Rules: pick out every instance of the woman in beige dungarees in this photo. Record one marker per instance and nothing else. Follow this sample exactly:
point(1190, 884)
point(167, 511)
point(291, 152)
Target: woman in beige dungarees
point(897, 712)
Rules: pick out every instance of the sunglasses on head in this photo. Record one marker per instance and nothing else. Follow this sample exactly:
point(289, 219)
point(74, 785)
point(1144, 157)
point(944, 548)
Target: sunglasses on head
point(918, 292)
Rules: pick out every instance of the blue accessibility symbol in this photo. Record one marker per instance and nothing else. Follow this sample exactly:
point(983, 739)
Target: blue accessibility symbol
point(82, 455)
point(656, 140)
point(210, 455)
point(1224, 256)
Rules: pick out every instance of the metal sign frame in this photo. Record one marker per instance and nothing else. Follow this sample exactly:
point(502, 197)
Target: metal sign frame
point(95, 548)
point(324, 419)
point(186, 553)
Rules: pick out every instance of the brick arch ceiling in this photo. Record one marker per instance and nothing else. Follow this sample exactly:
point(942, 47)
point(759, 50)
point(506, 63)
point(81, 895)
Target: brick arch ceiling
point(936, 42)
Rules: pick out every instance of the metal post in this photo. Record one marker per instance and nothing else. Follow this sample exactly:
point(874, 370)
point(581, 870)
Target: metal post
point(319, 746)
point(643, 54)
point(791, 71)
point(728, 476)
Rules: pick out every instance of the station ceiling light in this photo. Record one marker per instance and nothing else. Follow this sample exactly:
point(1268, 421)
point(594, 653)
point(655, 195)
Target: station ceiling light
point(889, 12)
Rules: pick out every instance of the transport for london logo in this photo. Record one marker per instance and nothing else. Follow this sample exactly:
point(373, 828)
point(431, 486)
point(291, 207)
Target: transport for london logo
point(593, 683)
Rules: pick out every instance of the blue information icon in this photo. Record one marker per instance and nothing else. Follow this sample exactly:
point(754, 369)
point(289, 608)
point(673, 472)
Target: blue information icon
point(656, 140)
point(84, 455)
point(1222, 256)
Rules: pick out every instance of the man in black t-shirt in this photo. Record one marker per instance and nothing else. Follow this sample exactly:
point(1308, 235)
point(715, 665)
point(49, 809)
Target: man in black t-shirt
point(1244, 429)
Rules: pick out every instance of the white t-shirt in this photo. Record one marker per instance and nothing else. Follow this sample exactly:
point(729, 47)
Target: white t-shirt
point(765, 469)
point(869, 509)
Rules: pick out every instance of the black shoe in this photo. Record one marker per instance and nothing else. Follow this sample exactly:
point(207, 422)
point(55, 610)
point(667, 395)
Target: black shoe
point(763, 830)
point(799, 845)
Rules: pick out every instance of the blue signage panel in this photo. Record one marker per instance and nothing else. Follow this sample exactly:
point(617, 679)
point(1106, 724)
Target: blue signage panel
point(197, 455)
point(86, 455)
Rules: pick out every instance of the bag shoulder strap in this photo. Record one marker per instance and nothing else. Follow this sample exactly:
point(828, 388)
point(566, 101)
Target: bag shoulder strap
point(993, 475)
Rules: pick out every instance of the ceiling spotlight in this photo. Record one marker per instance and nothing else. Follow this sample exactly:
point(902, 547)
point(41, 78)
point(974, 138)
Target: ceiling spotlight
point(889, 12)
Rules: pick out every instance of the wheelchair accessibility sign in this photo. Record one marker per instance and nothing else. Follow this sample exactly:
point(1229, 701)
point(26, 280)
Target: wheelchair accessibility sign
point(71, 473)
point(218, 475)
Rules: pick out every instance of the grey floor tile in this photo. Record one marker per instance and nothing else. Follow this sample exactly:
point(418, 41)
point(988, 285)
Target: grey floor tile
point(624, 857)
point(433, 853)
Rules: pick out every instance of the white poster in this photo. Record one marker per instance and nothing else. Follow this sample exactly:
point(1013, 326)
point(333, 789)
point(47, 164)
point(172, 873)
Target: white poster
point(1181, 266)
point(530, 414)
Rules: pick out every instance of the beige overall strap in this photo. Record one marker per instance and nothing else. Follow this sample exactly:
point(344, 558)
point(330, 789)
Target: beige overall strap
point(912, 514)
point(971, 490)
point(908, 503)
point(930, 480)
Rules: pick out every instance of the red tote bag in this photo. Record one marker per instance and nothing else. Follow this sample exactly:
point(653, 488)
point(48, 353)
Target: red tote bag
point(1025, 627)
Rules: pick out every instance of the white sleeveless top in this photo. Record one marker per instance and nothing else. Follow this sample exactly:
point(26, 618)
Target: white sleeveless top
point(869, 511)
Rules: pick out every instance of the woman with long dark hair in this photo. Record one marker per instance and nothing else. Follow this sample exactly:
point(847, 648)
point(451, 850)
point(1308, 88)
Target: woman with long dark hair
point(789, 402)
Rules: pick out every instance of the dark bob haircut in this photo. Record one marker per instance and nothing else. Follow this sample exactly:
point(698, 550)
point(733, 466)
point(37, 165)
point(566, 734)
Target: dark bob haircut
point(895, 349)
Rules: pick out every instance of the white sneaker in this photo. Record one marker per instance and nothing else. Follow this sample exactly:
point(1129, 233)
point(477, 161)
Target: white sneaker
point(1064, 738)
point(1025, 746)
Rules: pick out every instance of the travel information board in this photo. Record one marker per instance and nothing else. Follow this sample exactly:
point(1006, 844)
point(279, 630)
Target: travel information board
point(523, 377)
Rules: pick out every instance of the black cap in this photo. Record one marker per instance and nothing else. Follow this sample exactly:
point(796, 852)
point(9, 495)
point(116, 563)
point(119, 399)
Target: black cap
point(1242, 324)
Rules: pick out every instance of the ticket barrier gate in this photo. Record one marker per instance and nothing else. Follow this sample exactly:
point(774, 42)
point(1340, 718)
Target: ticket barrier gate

*DIRECTIVE*. Copy every one of the rows above word for word.

*RESULT OF THIS TASK*.
Rules: pick out every instance of the woman in beige dungarees in this photo. Record one marker per instance and nothing else. Follow this sample exactly:
point(1190, 884)
point(167, 511)
point(291, 152)
Target: woman in beige dungarees
point(897, 712)
Rules: pick out every instance of the sunglasses on head in this photo. Record one marker per instance and nothing else. Follow this sample exactly:
point(289, 219)
point(74, 785)
point(1144, 157)
point(944, 548)
Target: sunglasses on head
point(918, 292)
Rules: pick out every instance of the blue accessibility symbol in this photo. Record one marker per instance and nothing else. Follow this sample exactly:
point(983, 739)
Target: blue accessibility symbol
point(82, 455)
point(656, 140)
point(210, 455)
point(1224, 256)
Rules: pick out every instance of the metal sign frame in this photo. Record one marker per instance and nothing else. Follow this sample exactly:
point(502, 197)
Target: metal sign frame
point(95, 548)
point(324, 419)
point(186, 553)
Rules: pick out every instance of the brick arch ceiling in this photo. Record one marker per instance and nothing else. Follow this sample exactly:
point(942, 47)
point(759, 50)
point(506, 63)
point(81, 895)
Target: brick arch ceiling
point(936, 42)
Rules: pick out every instance of the metal post in this photo. Record one marker per instance and nothing else. Follow this sample exactly:
point(874, 370)
point(581, 870)
Target: metal post
point(319, 746)
point(643, 54)
point(791, 71)
point(728, 476)
Rules: pick out every instance of the station ceiling light in this photo. Record one marker per instance and nothing else. Follow this sample exactly:
point(1268, 421)
point(594, 653)
point(655, 195)
Target: station ceiling light
point(889, 12)
Rules: pick out every instance of the transport for london logo in this photo. Record one marker per instance and nothing else. Follow this sample exactly:
point(373, 828)
point(431, 486)
point(291, 207)
Target: transport for london logo
point(593, 683)
Rules: pick out every instance of the blue information icon in this photo. Record one marker per instance and nothing else. Follow this sample exactly:
point(754, 369)
point(289, 608)
point(673, 472)
Target: blue information icon
point(656, 140)
point(84, 455)
point(1222, 256)
Rules: pick out every instance of the man in black t-shirt in this photo. Record one marker per instance and nothing else. Follow this sample exactly:
point(1308, 235)
point(715, 665)
point(49, 809)
Target: man in black t-shirt
point(1244, 429)
Rules: pick out every instance of the white t-shirt in this photo. Record one marker per instance and nothing else. Follow this sample exactly:
point(729, 47)
Target: white t-shirt
point(765, 469)
point(869, 509)
Rules: pick out every instance of the black shoe in this photo. Record one marker per instance and nothing else. Follow this sample exactly:
point(207, 422)
point(55, 610)
point(667, 395)
Target: black shoe
point(763, 830)
point(799, 845)
Rules: pick out every instance of the blue signage panel in this photo. Record one marker per instance and nothing else. Follow this sample exactly:
point(617, 679)
point(1106, 724)
Target: blue signage panel
point(197, 455)
point(86, 455)
Rules: pick out every instance of the bag shoulder strap in this photo. Record one marker per instance and nothing else. Follow this sample exactly:
point(828, 388)
point(566, 101)
Target: bag shoulder strap
point(993, 475)
Rules: pick out every instance of the ceiling spotlight in this photo. Record one marker per instance and nothing else. Follow this sample exactly:
point(902, 547)
point(41, 78)
point(974, 138)
Target: ceiling spotlight
point(889, 12)
Rules: pick out every instance of the wheelchair accessibility sign in this photo. Record one marker per instance and nothing else. Follow this sample exactly:
point(1229, 701)
point(26, 280)
Target: wheelchair accessibility sign
point(71, 473)
point(218, 475)
Rules: pick out every instance of the grey floor tile in this photo. Record one marker per instance and nothing else. Follow this sample exactly:
point(418, 41)
point(988, 285)
Target: grey floor tile
point(624, 857)
point(433, 853)
Rules: pick out every instance of the white poster in this photo. Record one marker per instance and nothing else. Follow this sample exactly:
point(1013, 326)
point(333, 789)
point(47, 164)
point(172, 873)
Target: white poster
point(1181, 266)
point(530, 414)
Rules: pick out every instance of the beige overall strap in this photo. Record one marker per instance and nothing else. Follow this sample exactly:
point(344, 558)
point(330, 789)
Target: beige overall strap
point(912, 514)
point(971, 490)
point(908, 503)
point(930, 480)
Rules: pick out every instance of the red tote bag in this photo. Record one marker per instance and nothing else. Follow this sample exactly:
point(653, 488)
point(48, 353)
Target: red tote bag
point(1025, 627)
Rules: pick out every instance of the white sleeveless top in this photo. Record one marker per instance and nothing else. Follow this sample exactly:
point(26, 618)
Target: white sleeveless top
point(869, 511)
Rules: pick out every instance of the woman with long dark hair in this photo. Record one marker per instance and nothing else. Follow this sample exactly:
point(847, 648)
point(451, 850)
point(1308, 88)
Target: woman with long dark hair
point(789, 402)
Rules: pick out every instance of the dark bob haircut in this photo. Record one marker per instance and nothing else. Follow this sample exactly:
point(698, 550)
point(733, 466)
point(37, 165)
point(566, 734)
Target: dark bob haircut
point(895, 349)
Rules: pick out every instance of the white sneaker in this photo. Record one marker per instance and nothing else. Follow this sample exactly:
point(1129, 233)
point(477, 161)
Target: white sneaker
point(1064, 738)
point(1025, 746)
Rules: pick out every instance of the travel information board in this photo. Record one marker per instance and nothing else. Follow this sample exactly:
point(1006, 844)
point(279, 630)
Target: travel information board
point(523, 377)
Rules: pick out every instance of the black cap in this photo. Record one marker per instance and nothing else. Follow this sample exactly:
point(796, 852)
point(9, 495)
point(116, 563)
point(119, 399)
Target: black cap
point(1242, 324)
Rules: pick out every instance of the ticket barrier gate in this photo. Record one marker per instance and nothing else. Follow this sample exactly:
point(774, 42)
point(1340, 718)
Target: ticket barrier gate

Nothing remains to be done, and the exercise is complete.